#### [Problem to work on]
How many lines in the material contain the string "snow"? Only the number is wanted.

# # # #

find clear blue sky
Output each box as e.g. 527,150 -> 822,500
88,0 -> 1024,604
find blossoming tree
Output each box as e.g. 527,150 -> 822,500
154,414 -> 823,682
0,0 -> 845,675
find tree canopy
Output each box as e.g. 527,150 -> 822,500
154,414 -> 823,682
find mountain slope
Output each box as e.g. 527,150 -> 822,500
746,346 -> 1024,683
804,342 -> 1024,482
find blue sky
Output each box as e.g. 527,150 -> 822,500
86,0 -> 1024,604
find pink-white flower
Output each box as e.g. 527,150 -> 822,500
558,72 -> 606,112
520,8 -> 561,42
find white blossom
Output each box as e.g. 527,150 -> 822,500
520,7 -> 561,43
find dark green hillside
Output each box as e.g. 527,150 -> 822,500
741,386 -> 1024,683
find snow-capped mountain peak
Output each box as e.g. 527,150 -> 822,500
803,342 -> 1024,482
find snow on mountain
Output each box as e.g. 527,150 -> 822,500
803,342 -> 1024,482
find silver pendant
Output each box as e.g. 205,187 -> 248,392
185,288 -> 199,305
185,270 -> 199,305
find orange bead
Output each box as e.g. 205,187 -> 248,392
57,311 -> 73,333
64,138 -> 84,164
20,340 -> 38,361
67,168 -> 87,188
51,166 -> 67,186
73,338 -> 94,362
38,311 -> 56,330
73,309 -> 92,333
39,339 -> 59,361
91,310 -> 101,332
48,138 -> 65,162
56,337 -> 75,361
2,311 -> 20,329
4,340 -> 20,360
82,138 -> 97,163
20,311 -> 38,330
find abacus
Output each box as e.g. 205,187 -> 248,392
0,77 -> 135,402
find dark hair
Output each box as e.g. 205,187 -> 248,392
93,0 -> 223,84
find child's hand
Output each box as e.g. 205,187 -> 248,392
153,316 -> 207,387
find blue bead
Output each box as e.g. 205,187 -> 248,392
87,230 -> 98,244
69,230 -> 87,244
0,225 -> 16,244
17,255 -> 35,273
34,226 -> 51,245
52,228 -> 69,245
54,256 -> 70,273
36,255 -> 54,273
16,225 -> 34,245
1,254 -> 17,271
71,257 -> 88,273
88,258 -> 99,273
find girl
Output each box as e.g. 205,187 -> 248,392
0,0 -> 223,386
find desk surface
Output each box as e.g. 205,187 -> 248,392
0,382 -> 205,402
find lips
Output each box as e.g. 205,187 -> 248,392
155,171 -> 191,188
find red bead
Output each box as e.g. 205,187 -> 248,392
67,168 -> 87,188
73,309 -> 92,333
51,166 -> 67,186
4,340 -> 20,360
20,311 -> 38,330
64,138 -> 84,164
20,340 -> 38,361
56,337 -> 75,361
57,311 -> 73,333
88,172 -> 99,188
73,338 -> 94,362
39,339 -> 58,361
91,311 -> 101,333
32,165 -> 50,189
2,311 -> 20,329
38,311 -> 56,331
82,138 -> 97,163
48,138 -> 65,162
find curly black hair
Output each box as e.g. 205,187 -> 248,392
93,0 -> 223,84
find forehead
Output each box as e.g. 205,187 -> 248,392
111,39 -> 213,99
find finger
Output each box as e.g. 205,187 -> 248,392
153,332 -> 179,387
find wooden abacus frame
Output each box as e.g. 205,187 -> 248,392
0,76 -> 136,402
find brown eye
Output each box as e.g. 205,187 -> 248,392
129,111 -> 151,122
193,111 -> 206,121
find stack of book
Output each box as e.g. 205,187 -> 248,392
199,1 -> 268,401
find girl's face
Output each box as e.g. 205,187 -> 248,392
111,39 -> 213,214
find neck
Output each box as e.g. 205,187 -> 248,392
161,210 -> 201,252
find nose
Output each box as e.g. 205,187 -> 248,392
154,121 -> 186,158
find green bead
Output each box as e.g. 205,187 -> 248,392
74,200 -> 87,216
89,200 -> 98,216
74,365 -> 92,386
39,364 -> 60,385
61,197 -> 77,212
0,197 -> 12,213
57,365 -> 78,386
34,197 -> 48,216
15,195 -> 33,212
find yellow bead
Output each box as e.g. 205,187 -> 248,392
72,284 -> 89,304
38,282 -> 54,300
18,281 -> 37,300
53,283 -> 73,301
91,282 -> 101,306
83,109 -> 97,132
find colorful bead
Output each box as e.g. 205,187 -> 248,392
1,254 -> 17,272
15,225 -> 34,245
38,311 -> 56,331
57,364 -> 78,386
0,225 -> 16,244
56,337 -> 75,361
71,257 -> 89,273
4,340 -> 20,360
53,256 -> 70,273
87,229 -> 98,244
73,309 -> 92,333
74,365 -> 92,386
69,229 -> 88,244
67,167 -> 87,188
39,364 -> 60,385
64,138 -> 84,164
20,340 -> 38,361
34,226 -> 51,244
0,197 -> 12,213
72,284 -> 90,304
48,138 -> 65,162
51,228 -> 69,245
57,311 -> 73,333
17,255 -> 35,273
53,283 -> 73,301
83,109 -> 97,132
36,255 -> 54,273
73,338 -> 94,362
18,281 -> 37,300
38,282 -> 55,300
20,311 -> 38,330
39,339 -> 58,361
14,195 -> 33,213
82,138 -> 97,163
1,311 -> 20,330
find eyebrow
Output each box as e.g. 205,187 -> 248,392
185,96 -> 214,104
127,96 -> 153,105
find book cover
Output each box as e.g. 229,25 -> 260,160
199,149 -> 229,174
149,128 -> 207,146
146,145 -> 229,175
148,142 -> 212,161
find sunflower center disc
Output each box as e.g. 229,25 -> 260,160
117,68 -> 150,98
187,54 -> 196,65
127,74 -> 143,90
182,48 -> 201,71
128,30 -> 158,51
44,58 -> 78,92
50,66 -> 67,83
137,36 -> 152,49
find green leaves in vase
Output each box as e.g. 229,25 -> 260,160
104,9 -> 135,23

# # # #

#### [Result]
2